§ **AIM OF THE EXERCISE**: Can you lay out the data below as a Markdown table with the columns "Row" and "Line", numbering each line and leaving out blank lines? Begin at the line that contains "tree canopy, listing" and stop after the last line of the data.

§ **MATERIAL PROVIDED**:
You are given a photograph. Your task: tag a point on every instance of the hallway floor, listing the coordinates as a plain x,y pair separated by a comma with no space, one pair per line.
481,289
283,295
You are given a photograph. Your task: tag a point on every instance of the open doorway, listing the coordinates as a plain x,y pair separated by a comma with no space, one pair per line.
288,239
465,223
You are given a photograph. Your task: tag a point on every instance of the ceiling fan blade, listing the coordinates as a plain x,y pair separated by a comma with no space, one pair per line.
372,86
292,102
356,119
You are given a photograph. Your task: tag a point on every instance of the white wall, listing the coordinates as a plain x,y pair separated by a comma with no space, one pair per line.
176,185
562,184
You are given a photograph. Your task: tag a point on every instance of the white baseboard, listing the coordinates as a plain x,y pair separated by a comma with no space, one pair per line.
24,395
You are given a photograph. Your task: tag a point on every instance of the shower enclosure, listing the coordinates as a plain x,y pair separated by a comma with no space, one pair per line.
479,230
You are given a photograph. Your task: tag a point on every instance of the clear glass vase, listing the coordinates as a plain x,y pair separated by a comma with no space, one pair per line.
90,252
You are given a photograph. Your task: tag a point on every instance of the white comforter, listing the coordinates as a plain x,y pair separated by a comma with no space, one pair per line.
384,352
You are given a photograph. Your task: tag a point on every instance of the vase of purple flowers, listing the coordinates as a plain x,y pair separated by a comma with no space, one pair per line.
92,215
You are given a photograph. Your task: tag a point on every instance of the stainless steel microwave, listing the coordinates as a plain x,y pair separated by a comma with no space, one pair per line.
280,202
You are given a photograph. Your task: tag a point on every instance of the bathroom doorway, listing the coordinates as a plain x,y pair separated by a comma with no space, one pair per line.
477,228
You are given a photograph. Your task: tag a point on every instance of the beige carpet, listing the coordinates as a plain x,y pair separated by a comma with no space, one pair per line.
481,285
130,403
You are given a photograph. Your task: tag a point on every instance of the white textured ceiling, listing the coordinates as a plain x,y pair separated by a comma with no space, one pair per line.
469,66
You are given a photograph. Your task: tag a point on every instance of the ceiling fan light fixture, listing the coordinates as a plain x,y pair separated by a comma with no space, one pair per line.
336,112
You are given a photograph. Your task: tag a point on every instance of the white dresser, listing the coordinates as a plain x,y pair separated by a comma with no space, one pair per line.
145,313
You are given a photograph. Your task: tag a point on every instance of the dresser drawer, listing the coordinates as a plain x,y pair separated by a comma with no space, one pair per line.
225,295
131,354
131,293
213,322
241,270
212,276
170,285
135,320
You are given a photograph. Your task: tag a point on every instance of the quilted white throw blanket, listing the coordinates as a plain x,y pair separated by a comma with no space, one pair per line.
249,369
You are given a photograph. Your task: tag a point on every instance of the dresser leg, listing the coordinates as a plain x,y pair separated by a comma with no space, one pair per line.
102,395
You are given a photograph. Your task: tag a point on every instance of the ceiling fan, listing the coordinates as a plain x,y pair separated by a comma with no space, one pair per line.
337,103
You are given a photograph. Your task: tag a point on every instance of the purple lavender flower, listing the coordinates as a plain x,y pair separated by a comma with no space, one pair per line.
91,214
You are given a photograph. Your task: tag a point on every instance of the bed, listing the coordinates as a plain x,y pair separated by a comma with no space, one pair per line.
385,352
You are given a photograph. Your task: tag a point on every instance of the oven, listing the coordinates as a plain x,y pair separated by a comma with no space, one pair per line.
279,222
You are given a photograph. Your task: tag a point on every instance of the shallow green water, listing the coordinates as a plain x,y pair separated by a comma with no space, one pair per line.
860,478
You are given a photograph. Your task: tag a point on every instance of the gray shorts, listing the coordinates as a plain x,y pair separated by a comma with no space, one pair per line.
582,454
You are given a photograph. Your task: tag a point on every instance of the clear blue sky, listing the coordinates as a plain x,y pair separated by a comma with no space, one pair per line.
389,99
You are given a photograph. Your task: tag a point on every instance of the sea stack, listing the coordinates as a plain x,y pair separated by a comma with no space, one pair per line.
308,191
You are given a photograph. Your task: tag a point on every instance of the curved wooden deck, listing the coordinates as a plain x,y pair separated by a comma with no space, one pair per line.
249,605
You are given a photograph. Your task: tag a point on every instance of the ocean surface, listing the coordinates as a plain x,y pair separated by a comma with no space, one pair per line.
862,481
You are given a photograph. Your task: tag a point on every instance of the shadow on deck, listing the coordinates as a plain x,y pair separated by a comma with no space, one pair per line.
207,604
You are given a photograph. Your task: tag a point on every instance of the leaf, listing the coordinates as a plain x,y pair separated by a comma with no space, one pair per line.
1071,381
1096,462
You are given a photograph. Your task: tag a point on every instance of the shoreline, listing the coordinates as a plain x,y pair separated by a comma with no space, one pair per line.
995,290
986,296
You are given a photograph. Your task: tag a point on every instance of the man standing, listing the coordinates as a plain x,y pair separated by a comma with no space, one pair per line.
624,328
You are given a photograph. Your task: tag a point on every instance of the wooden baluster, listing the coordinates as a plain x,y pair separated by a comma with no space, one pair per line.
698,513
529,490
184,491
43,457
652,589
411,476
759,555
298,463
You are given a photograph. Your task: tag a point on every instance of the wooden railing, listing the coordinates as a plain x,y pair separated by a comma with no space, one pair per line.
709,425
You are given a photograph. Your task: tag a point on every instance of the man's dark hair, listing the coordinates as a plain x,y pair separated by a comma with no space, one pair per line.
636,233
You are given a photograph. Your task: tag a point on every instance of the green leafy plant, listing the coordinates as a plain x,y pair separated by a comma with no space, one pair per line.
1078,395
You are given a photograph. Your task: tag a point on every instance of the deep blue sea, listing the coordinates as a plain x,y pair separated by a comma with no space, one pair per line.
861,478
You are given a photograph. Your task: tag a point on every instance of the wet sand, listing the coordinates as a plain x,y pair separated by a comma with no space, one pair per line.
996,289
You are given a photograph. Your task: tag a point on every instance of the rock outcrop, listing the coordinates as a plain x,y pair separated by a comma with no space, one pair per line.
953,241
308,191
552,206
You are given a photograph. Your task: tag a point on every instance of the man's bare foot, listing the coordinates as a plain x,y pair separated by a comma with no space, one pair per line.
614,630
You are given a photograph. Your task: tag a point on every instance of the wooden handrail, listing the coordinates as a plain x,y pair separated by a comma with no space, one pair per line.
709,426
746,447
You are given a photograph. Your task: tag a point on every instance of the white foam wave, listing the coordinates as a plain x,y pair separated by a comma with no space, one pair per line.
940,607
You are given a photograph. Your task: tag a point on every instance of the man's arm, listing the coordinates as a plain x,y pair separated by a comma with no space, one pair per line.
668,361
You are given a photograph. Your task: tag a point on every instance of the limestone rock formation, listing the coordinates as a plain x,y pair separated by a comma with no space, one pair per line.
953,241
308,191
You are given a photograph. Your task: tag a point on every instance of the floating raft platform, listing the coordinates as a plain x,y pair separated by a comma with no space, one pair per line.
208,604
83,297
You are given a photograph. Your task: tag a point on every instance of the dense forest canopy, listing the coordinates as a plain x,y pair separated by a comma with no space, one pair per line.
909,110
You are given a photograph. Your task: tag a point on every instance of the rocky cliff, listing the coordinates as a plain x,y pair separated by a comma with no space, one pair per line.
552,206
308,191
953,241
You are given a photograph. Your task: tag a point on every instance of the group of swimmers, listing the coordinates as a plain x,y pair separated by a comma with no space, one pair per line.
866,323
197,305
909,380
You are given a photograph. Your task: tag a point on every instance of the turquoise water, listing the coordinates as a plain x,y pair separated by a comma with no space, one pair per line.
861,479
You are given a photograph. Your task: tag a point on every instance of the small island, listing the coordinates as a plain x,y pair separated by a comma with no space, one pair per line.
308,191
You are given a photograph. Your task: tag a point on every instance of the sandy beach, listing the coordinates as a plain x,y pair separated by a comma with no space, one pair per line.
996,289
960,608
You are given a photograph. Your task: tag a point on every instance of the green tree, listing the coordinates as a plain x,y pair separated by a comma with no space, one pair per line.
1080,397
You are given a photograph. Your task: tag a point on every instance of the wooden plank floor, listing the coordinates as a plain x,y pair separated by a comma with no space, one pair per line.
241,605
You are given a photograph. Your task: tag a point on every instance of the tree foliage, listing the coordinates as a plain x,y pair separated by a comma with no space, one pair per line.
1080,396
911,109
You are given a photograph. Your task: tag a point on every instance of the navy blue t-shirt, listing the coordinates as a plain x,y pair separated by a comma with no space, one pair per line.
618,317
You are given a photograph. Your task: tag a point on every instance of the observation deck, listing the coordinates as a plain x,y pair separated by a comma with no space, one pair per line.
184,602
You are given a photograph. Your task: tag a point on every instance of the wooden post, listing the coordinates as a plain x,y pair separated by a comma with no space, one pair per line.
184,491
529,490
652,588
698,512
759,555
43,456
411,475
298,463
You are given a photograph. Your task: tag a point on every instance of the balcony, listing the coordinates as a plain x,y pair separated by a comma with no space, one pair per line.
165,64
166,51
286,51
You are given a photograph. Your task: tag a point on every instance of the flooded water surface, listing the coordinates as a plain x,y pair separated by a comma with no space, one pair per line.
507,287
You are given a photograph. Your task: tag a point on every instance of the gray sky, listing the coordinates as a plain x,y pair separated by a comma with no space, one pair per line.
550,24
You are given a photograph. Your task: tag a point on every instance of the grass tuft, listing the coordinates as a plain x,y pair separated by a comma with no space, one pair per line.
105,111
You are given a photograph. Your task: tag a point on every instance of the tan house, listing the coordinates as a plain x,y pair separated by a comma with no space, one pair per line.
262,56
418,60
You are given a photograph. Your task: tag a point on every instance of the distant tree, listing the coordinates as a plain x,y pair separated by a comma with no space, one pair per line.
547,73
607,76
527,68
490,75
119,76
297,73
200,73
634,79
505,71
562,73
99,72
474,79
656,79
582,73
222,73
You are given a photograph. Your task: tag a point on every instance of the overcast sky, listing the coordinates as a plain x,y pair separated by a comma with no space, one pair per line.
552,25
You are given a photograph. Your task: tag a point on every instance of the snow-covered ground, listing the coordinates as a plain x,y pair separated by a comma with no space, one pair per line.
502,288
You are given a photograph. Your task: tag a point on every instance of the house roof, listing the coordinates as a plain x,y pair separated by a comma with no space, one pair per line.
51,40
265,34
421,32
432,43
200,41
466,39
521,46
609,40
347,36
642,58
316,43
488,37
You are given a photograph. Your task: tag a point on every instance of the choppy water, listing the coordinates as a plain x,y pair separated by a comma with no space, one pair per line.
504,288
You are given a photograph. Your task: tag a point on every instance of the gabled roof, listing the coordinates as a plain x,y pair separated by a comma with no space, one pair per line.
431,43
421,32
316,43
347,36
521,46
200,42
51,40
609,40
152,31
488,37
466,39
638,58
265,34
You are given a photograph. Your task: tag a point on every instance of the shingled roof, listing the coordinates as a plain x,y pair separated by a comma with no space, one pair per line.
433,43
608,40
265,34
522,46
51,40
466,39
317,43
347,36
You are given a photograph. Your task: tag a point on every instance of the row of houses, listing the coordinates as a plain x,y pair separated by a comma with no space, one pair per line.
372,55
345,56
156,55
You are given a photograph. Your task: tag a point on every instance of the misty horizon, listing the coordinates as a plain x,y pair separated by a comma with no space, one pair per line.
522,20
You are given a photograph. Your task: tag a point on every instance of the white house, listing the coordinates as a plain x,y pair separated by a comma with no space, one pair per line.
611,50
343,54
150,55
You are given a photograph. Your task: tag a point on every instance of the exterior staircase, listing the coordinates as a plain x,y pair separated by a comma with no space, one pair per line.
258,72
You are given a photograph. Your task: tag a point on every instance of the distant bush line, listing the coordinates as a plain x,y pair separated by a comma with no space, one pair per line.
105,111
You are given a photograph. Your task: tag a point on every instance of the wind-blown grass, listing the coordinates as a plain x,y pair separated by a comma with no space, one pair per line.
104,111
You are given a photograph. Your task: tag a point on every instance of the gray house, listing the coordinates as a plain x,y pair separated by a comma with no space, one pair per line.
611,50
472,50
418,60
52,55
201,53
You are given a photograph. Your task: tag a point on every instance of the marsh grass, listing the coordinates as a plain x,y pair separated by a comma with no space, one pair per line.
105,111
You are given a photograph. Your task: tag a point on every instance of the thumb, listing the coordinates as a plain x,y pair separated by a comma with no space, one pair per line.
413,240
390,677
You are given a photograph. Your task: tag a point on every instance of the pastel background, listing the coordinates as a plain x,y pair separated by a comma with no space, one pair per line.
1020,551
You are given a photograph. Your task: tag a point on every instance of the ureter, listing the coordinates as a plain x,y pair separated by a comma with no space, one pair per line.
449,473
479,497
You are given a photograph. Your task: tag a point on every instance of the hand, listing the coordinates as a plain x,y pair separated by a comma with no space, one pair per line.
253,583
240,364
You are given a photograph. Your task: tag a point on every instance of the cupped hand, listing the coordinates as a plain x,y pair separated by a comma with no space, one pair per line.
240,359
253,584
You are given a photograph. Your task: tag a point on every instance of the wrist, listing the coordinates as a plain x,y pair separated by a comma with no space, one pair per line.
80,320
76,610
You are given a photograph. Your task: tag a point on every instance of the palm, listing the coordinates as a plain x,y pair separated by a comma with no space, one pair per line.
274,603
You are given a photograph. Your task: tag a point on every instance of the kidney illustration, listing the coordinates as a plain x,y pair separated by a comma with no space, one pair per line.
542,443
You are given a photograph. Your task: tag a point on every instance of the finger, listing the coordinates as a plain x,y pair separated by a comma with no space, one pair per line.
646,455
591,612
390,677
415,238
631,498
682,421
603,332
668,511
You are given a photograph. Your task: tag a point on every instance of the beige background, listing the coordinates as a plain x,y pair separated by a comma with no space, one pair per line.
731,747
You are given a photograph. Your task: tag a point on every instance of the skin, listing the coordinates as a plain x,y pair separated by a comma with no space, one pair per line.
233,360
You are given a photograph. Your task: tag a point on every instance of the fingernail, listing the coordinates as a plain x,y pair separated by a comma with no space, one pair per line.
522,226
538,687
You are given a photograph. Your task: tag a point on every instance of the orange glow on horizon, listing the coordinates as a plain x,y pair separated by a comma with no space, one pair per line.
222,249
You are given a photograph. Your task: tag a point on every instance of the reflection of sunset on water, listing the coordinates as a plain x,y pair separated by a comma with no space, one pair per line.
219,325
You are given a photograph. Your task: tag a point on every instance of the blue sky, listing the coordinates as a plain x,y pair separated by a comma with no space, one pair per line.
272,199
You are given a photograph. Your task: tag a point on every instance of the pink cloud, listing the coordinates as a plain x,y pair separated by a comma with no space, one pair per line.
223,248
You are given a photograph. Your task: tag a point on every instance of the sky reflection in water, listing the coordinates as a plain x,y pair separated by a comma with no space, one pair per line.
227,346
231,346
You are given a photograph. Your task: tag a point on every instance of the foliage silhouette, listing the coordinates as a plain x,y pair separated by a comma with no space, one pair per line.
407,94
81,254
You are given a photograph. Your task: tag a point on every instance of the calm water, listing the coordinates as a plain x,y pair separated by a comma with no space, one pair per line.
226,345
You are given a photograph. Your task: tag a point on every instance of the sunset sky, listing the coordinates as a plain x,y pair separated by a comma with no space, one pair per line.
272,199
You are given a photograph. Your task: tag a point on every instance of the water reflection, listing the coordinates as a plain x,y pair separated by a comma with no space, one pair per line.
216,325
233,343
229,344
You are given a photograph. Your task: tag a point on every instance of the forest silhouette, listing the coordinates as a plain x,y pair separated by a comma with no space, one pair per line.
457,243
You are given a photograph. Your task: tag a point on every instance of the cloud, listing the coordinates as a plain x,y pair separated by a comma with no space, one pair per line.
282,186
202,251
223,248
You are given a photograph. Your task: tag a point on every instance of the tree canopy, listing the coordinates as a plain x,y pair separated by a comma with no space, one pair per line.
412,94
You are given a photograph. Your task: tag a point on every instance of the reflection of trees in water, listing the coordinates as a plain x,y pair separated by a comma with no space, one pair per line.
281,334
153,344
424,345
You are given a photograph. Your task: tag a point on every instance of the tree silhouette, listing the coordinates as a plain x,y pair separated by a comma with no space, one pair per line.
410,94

§ **COMPLETED TASK**:
| Row | Line |
|---|---|
| 1 | You are given a photograph. Your task: tag a point on every instance of the tree canopy, listing the coordinates as a plain x,y pair separated by a comma with no space, one pair per line. |
| 2 | 412,94 |
| 3 | You are given a photograph. Your task: tag a point on every instance of the reflection of trees in water, listing the coordinates as a plain x,y pair separated by a comma with no space, one pair per line. |
| 4 | 281,334 |
| 5 | 153,344 |
| 6 | 424,345 |
| 7 | You are given a photograph. Your task: tag a point on every instance of the tree silhouette, listing the coordinates as a plain x,y pair separated by a comma with no space, one pair per line. |
| 8 | 410,94 |